== Material supplied ==

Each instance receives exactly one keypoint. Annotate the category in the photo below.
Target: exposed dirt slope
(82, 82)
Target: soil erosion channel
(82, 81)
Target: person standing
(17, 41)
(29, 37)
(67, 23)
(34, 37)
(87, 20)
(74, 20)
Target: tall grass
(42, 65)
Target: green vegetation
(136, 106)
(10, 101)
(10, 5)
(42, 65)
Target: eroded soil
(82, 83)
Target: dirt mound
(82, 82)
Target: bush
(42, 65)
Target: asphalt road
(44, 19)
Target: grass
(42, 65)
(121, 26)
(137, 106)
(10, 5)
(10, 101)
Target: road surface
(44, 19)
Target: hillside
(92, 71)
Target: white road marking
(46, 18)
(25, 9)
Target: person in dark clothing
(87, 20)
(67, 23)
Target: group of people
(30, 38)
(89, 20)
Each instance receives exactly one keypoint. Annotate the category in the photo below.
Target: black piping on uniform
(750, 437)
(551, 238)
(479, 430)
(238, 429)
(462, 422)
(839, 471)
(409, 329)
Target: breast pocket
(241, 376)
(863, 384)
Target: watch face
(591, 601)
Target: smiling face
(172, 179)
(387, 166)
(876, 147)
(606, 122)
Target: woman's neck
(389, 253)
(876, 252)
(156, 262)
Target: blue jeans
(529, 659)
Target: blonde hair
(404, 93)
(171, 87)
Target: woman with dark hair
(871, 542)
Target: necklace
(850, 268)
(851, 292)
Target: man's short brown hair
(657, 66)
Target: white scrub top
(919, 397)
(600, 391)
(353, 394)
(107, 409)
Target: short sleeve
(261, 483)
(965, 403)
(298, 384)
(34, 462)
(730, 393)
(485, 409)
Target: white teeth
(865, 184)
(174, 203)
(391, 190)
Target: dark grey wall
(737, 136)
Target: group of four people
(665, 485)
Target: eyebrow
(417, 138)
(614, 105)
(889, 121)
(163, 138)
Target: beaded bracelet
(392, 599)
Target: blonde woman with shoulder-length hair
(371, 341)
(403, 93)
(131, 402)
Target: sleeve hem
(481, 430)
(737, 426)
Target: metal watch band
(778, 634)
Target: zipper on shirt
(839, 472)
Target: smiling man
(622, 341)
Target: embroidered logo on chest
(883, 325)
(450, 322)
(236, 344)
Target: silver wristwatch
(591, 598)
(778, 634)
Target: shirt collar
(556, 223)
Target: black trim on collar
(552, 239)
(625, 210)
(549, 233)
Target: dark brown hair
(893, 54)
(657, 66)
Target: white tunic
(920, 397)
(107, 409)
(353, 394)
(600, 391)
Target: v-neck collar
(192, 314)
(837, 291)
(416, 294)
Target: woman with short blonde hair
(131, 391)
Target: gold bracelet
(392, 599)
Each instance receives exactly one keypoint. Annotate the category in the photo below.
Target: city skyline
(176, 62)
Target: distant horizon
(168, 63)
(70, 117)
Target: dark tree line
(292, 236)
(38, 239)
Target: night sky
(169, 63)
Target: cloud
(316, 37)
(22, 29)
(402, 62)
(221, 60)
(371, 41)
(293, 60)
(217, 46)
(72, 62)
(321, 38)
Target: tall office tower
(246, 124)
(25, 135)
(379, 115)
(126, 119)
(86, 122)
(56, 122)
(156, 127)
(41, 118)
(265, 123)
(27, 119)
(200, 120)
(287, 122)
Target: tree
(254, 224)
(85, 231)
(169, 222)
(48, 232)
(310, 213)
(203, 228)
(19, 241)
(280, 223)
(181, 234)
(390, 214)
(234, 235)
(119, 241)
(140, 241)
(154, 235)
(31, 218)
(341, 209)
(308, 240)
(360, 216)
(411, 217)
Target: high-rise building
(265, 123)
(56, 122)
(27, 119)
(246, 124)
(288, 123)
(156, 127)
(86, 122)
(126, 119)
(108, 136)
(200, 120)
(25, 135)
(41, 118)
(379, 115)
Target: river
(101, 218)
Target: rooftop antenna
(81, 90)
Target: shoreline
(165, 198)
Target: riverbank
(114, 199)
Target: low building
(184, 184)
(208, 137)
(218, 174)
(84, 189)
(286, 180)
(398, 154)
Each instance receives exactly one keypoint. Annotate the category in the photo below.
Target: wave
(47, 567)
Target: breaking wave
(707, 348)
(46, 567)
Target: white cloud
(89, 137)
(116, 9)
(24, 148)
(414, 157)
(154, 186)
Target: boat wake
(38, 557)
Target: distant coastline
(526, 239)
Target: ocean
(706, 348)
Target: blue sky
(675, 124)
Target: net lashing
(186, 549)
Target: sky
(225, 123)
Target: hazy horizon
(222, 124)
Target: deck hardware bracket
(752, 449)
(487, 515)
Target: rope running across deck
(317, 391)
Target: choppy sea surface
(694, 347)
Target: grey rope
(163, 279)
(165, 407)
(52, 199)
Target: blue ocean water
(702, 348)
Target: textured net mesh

===

Task requirements. Rewrite the data starting at the line that contains "Target: rope running across deck" and continuing through the last line, keeping every line and shifting each coordinate in the answers up by 78.

Response to the task.
Target: rope running across deck
(395, 469)
Target: choppy sea surface
(772, 425)
Target: grey rope
(241, 357)
(243, 485)
(130, 277)
Target: blue ocean water
(780, 426)
Target: textured net mesh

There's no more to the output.